### Aim of the exercise:
Reproduce the listing below verbatim, from its opening line through the line containing "box: [92, 75, 112, 136]", both included.

BEGIN

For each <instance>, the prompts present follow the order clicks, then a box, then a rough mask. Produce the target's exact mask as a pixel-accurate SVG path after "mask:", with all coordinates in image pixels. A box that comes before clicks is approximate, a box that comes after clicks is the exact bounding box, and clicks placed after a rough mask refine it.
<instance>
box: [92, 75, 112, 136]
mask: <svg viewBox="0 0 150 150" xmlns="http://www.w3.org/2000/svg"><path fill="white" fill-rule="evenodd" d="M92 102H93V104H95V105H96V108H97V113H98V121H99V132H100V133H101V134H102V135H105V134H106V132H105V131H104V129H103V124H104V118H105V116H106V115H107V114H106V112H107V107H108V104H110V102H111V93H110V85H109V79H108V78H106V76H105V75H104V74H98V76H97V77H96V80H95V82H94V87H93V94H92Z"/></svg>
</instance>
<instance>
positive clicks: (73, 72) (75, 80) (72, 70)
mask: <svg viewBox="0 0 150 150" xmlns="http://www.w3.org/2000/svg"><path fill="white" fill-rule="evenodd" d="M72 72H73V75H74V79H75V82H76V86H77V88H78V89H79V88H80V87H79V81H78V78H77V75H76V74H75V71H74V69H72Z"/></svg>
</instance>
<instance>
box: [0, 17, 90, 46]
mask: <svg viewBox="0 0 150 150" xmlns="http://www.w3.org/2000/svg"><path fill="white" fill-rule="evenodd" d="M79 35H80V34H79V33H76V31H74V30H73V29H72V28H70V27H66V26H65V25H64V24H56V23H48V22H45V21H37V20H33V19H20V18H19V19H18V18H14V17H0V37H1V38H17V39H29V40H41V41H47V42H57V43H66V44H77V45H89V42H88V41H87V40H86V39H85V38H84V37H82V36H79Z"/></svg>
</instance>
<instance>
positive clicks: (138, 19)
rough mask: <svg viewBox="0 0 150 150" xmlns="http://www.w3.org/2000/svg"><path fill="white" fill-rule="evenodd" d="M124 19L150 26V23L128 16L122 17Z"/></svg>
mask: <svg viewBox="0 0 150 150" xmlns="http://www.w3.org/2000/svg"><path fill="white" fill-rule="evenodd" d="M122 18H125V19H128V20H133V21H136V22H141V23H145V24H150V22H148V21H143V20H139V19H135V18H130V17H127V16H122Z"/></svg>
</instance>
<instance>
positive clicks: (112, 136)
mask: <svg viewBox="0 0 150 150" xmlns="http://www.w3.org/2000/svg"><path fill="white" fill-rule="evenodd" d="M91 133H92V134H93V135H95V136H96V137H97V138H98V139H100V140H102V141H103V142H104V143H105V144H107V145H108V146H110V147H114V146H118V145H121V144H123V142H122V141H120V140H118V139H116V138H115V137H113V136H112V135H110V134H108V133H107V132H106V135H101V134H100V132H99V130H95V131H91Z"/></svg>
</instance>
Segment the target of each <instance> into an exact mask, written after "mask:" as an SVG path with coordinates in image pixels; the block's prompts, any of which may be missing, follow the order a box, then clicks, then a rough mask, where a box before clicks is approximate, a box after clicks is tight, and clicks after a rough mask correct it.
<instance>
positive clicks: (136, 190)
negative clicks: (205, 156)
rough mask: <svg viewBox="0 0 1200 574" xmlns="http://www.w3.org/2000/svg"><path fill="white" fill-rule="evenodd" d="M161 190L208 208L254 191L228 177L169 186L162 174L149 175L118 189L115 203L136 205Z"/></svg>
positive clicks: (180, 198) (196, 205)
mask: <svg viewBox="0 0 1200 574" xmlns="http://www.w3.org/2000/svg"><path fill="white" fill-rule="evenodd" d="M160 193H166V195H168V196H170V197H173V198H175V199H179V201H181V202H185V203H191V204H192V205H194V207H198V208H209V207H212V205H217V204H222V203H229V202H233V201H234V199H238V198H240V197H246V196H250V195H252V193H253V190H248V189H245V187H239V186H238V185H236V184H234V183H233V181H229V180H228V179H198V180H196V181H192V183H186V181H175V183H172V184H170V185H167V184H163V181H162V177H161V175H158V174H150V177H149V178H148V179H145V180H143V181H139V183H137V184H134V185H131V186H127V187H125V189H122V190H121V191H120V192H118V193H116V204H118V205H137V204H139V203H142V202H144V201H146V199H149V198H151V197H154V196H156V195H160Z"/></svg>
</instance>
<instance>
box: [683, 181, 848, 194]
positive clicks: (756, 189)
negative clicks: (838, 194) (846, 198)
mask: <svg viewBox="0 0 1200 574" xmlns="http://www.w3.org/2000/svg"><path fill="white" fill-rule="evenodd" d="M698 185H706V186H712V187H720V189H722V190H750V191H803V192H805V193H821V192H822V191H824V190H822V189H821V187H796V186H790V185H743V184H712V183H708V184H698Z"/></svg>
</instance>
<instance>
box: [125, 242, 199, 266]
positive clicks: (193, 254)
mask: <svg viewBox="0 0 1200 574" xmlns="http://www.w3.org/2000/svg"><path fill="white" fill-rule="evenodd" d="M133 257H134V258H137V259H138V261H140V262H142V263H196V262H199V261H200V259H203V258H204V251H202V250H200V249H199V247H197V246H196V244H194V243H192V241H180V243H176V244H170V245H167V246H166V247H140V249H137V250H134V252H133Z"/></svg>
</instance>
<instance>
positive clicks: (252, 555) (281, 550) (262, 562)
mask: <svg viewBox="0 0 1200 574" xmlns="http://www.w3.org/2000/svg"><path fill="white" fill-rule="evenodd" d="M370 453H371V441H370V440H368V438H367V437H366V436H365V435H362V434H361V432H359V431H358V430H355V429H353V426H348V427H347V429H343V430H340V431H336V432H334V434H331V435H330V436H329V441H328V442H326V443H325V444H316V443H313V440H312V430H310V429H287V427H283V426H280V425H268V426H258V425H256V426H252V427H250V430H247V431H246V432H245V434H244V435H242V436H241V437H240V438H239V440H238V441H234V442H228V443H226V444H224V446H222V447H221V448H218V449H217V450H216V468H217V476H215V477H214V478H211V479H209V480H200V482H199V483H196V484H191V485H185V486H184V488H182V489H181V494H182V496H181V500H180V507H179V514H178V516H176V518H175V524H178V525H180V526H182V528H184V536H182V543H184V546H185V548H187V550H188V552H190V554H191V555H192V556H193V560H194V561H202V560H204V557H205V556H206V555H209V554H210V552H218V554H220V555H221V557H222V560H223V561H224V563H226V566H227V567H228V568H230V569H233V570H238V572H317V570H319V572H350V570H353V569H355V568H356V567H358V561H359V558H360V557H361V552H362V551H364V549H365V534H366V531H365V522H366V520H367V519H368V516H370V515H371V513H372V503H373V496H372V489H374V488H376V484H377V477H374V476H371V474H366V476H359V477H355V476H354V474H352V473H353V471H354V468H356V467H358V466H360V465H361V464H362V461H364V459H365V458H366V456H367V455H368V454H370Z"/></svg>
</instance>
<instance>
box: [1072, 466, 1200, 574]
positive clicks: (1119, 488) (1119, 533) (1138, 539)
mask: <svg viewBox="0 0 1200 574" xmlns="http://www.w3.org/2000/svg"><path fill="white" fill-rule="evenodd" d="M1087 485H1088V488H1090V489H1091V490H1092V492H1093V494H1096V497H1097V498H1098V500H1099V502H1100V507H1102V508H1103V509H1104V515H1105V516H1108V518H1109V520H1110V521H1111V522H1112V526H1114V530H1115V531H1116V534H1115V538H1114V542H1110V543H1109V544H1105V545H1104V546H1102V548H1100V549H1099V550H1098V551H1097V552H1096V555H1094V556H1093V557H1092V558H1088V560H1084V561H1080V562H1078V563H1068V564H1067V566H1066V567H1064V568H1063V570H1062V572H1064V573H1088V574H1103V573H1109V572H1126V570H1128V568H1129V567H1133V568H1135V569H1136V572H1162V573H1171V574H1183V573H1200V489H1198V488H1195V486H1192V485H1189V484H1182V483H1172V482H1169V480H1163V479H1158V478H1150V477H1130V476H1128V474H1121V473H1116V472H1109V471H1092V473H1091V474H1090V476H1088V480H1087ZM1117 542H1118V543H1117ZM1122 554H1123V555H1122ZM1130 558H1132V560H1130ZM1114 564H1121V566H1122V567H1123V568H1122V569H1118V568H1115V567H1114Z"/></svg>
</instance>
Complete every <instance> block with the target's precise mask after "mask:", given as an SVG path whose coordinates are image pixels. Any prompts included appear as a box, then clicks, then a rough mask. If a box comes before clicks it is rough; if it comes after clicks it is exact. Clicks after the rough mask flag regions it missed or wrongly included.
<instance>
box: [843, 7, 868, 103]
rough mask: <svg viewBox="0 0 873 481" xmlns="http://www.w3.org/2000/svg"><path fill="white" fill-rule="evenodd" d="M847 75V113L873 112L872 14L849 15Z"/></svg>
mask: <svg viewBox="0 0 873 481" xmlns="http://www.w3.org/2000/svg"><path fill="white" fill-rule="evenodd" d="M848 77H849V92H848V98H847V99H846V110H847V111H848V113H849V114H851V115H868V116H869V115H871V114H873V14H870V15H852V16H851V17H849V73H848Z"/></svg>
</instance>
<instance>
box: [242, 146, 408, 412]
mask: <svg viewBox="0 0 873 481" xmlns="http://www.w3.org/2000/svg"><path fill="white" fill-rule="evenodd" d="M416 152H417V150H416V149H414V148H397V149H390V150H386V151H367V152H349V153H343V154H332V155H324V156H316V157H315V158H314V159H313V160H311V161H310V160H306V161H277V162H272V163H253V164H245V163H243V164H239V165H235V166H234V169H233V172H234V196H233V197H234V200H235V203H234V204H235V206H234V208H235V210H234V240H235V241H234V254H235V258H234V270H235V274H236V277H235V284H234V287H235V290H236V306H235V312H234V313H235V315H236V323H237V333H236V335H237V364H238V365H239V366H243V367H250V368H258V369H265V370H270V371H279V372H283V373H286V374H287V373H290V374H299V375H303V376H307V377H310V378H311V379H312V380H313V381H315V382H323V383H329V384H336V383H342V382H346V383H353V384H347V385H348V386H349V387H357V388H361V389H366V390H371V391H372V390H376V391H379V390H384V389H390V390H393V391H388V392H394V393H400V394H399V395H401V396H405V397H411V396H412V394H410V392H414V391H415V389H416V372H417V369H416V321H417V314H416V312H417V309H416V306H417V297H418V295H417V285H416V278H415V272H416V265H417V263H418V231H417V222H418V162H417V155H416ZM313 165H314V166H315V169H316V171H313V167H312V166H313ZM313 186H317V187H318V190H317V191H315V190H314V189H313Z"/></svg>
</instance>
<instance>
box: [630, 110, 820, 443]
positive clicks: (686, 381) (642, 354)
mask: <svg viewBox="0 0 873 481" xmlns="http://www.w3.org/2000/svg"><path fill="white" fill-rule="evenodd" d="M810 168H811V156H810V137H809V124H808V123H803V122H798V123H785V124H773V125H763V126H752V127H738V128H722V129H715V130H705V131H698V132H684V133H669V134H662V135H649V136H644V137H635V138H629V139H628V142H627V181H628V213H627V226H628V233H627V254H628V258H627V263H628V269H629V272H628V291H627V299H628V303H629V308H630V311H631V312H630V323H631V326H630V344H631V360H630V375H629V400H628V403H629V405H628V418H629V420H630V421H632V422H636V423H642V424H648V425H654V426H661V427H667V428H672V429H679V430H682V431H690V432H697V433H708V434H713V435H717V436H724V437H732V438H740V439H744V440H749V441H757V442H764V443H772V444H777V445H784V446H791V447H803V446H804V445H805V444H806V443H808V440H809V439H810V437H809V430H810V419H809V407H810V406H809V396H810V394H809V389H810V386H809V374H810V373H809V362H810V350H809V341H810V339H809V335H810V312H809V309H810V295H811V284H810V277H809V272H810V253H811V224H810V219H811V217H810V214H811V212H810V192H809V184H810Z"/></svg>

END

### Solution:
For each <instance>, the prompts present follow the order clicks, then a box, then a rough mask. Produce the target's exact mask as a pixel-accurate SVG path after "mask:", with all coordinates in image pixels. A box that comes before clicks is approximate, a box that comes after clicks is the exact bounding box, and clicks placed after a rough mask refine it.
<instance>
box: [92, 75, 112, 136]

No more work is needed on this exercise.